* _Estratto del documento_:
■ ■ ■ ■ ■ ■ ■
In che modo la lente sociologica può fornire ulteriori strumenti per evocare consapevolezza quando si parla di emozioni ed intelligenza emotiva in azienda? Certamente, ripercorrendo il modello di IE di Six Seconds, arricchisce fortemente le domande potenti che stanno alla base stessa dell’allenamento delle competenze socio-emotive, sia a livello individuale che di team:
- Comprendere le Emozioni: Quali emozioni provo più frequentemente nel mio contesto organizzativo? Quali i miei colleghi o gli altri team?
- Riconoscere i Sentieri Emozionali: Gli schemi emozionali che ripropongo in maniera ricorrente e reattiva rispondono a logiche e bisogni personali o aziendali?
- Utilizzare il Pensiero Sequenziale: Quanto sto valutando l’impatto, in termini di costi e benefici, del “lavoro emozionale” che sto attuando all’interno dell’organizzazione?
- Navigare le Emozioni: Quali emozioni posso liberamente esprimere? Cosa influenza la scelta dell’emozione da manifestare, evocare, valorizzare?
- Trovare la Motivazione Intrinseca: Quanto sono guidato dalla mia personale energia emozionale oppure quanto, invece, sono condizionato da forme di ricompensa sociale?
- Esercitare l’Ottimismo: Quali alternative ho al fine di contenere il mio “lavoro emozionale”, preservando la mia autenticità e, al contempo, senza impattare negativamente sul contesto?
- Far Crescere l’Empatia: In che modo il condizionamento sociale influisce sulla mia capacità di aprirmi e connettermi all’altro, nel rispetto delle diversità? E di connettermi con i miei reali bisogni?
- Perseguire Obiettivi Eccellenti: Nel contesto organizzativo, quanto il mio obiettivo nobile (chi voglio essere per me stesso e per il mondo) trova piena espressione e realizzazione?
I processi emotivi sono un continuo e complesso intreccio di biologia, cultura, psicologia, fisiologia e simbologia; nella costruzione sociale del nostro sé, ci muoviamo costantemente all’interno di un continuum ai cui estremi possiamo collocare la piena (e forse mai totalmente realizzabile) libertà individuale e l’acritica accettazione della prescrizione sociale. In questa continua oscillazione, è possibile mantenere la propria personale tensione all’autenticità, intesa come processo continuo di esplorazione e scoperta di sé e di apertura di spazi di consapevolezza, anche attraverso la lettura delle dinamiche emozionali proprie dei contesti in cui agiamo.
■ ■ ■ ■ ■ ■ ■
* _Materiale fornito_:

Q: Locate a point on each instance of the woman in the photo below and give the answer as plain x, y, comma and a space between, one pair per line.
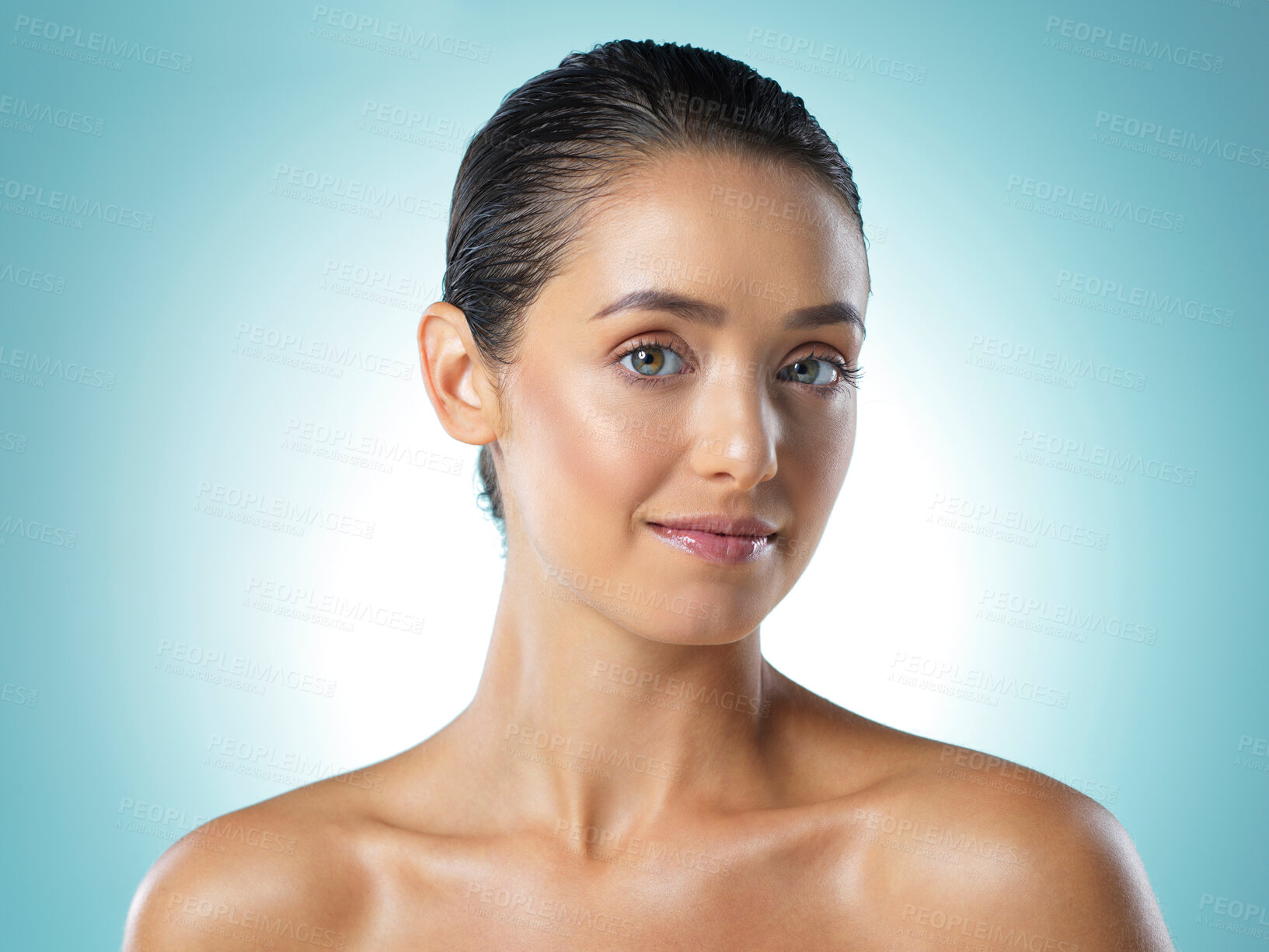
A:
655, 294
■ ■ ■ ■ ■ ■ ■
* _Consegna_:
Restituisci senza modifiche il passo del brano sull'intelligenza emotiva in azienda che va da "In che modo la" a "personali o aziendali?", estremi inclusi.

* _Risposta scritta_:
In che modo la lente sociologica può fornire ulteriori strumenti per evocare consapevolezza quando si parla di emozioni ed intelligenza emotiva in azienda? Certamente, ripercorrendo il modello di IE di Six Seconds, arricchisce fortemente le domande potenti che stanno alla base stessa dell’allenamento delle competenze socio-emotive, sia a livello individuale che di team:
- Comprendere le Emozioni: Quali emozioni provo più frequentemente nel mio contesto organizzativo? Quali i miei colleghi o gli altri team?
- Riconoscere i Sentieri Emozionali: Gli schemi emozionali che ripropongo in maniera ricorrente e reattiva rispondono a logiche e bisogni personali o aziendali?